Copy the lines of the records below, starting with the line with "Look at the UI above and find the white cloud." and going on through the line with "[44,92,179,229]", both included, and raise every bounding box coordinate by 131 while leaving every other line unchanged. Give only those lines.

====== Source records ======

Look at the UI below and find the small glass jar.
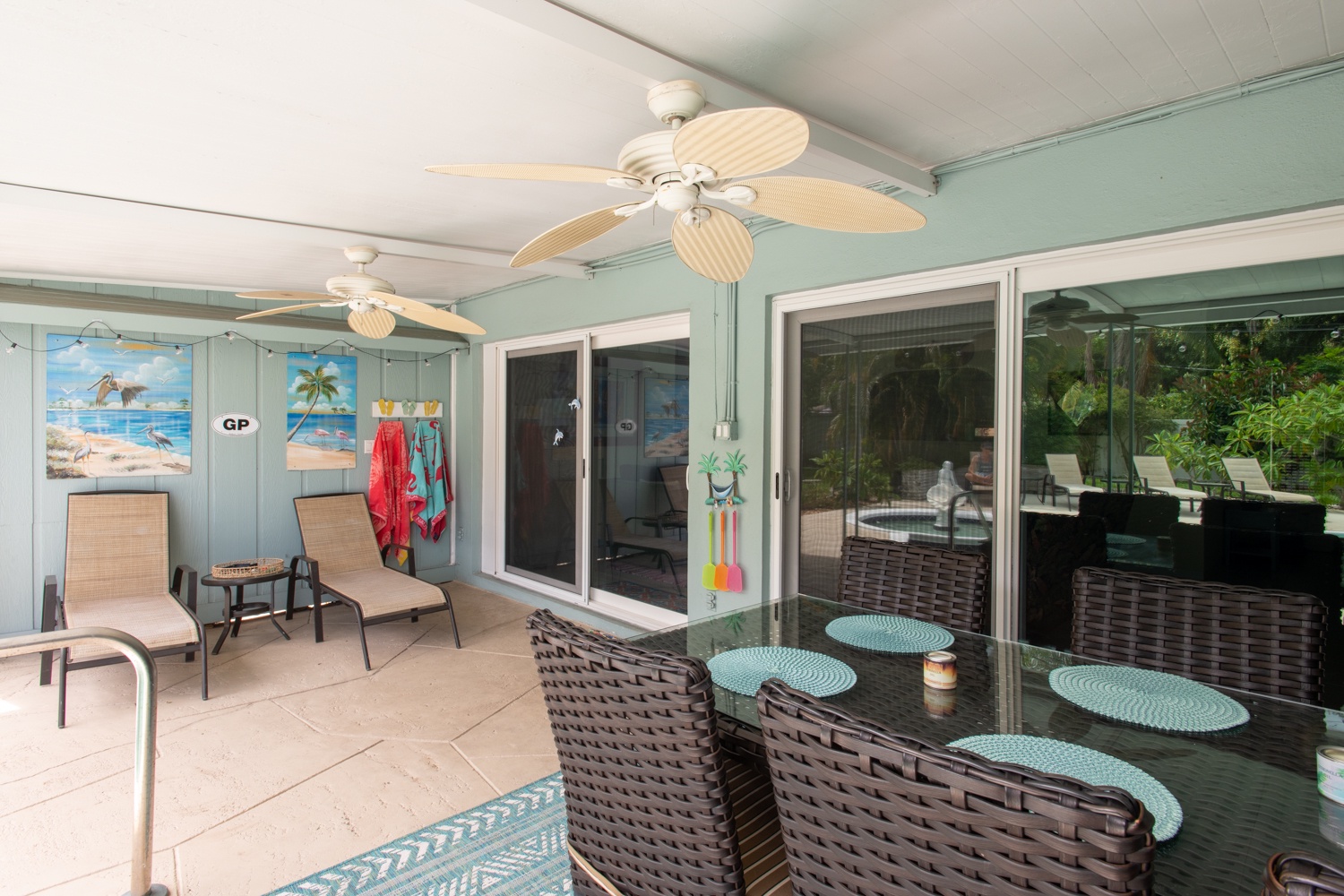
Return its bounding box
[925,650,957,691]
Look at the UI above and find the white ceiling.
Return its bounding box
[0,0,1344,299]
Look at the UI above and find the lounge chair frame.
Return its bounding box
[285,492,462,672]
[38,489,210,728]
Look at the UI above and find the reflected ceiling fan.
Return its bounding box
[1027,289,1139,348]
[426,81,925,283]
[238,246,486,339]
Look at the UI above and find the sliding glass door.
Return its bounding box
[483,318,691,627]
[503,342,585,591]
[782,286,996,597]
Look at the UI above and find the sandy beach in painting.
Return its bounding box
[47,423,191,479]
[285,442,355,470]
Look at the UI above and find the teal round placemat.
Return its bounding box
[1050,665,1252,732]
[1107,532,1144,544]
[827,616,953,653]
[707,648,859,697]
[949,735,1185,842]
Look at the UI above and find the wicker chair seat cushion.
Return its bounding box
[319,565,448,619]
[295,492,383,582]
[65,591,201,662]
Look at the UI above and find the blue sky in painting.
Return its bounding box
[47,333,191,409]
[285,352,357,414]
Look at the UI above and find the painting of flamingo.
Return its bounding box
[285,352,358,470]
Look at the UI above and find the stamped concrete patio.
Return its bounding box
[0,584,559,896]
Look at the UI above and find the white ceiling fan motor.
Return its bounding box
[327,246,397,305]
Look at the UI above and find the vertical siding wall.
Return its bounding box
[0,280,454,634]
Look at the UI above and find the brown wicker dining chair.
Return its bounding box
[285,492,462,669]
[527,610,792,896]
[1261,852,1344,896]
[836,535,989,632]
[757,678,1155,896]
[1073,567,1325,705]
[38,492,210,728]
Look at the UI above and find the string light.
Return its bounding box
[0,320,470,366]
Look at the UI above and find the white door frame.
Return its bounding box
[771,205,1344,640]
[481,312,694,629]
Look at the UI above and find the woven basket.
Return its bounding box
[210,557,285,579]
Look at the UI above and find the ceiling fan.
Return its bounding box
[426,81,925,283]
[238,246,486,339]
[1027,289,1139,348]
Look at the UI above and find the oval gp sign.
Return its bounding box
[210,414,261,435]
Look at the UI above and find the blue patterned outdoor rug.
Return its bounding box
[269,772,574,896]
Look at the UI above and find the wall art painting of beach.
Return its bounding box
[285,352,357,470]
[47,333,191,479]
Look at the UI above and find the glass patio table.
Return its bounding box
[634,595,1344,896]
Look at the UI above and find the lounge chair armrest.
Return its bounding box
[383,544,416,575]
[172,563,198,613]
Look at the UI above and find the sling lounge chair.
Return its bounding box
[285,492,462,669]
[1040,454,1107,511]
[1223,457,1316,504]
[1134,454,1209,511]
[38,492,210,728]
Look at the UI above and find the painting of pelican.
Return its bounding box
[86,371,150,407]
[46,333,193,479]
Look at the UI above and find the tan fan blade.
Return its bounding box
[346,307,397,339]
[234,289,334,302]
[237,303,330,321]
[734,177,925,234]
[672,106,808,180]
[510,205,631,267]
[672,208,755,283]
[368,293,486,336]
[425,162,642,184]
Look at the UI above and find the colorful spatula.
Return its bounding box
[701,511,717,591]
[710,511,728,591]
[728,511,742,591]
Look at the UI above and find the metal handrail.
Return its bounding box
[0,626,168,896]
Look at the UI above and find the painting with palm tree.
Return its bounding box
[285,352,357,470]
[644,376,691,457]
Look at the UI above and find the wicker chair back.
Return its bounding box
[1073,567,1325,705]
[1261,852,1344,896]
[757,678,1155,896]
[836,536,989,633]
[527,610,745,896]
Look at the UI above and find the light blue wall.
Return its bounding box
[446,73,1344,631]
[0,280,452,633]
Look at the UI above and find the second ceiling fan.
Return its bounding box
[426,81,925,283]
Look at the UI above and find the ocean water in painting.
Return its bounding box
[285,411,355,452]
[47,407,191,457]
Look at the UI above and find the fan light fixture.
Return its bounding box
[230,246,486,338]
[426,81,925,283]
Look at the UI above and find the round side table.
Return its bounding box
[201,567,290,656]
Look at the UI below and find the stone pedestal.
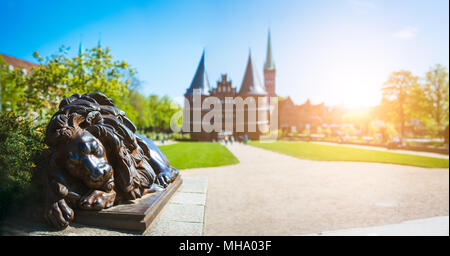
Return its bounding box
[74,176,182,231]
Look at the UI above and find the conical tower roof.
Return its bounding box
[264,30,275,70]
[239,53,267,95]
[185,51,210,95]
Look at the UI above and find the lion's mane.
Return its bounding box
[46,92,156,200]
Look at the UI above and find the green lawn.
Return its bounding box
[249,141,449,168]
[159,142,239,169]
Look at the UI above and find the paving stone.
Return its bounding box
[178,176,208,194]
[156,203,205,223]
[170,192,206,205]
[1,177,208,236]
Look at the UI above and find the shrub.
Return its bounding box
[0,112,45,220]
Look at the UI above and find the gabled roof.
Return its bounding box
[264,30,275,70]
[185,51,210,95]
[239,53,267,95]
[0,53,38,71]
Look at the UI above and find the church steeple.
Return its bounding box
[239,52,267,95]
[264,30,277,97]
[185,50,210,95]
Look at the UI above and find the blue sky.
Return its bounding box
[0,0,449,106]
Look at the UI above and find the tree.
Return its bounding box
[424,64,449,130]
[380,71,419,138]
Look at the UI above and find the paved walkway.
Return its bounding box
[308,216,449,236]
[182,143,449,235]
[311,141,449,159]
[0,177,208,236]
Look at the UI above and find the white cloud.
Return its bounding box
[392,26,419,39]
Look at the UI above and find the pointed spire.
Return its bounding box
[185,49,210,95]
[264,29,275,70]
[239,52,267,95]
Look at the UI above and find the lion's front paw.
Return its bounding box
[80,190,116,210]
[44,199,74,229]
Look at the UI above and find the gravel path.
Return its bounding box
[182,143,449,235]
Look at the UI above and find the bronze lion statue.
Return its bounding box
[44,92,179,229]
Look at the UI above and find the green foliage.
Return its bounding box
[159,142,239,169]
[249,141,449,168]
[25,45,135,116]
[0,112,44,219]
[381,71,418,137]
[422,64,449,130]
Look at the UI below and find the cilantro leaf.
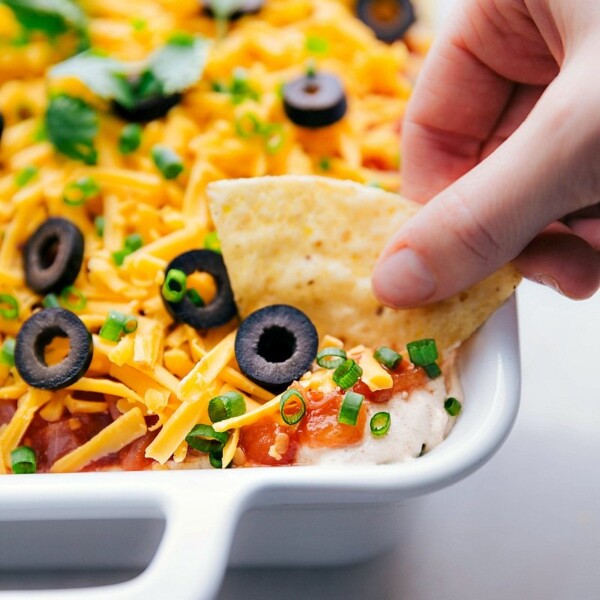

======

## Answer for the task
Look at the UI above and find the white cloud.
Return its bounding box
[523,157,550,170]
Look at the UI above and find the pointed spire.
Return its bounding box
[316,180,341,226]
[395,160,406,201]
[370,183,398,226]
Look at the UI above and find the lion's front paw.
Return its bounding box
[211,321,247,341]
[175,330,205,360]
Look at the UI above and find the gravel path.
Return its bounding box
[313,274,580,366]
Look at the UI above and find the bronze lion statue.
Return its bounding box
[175,223,310,360]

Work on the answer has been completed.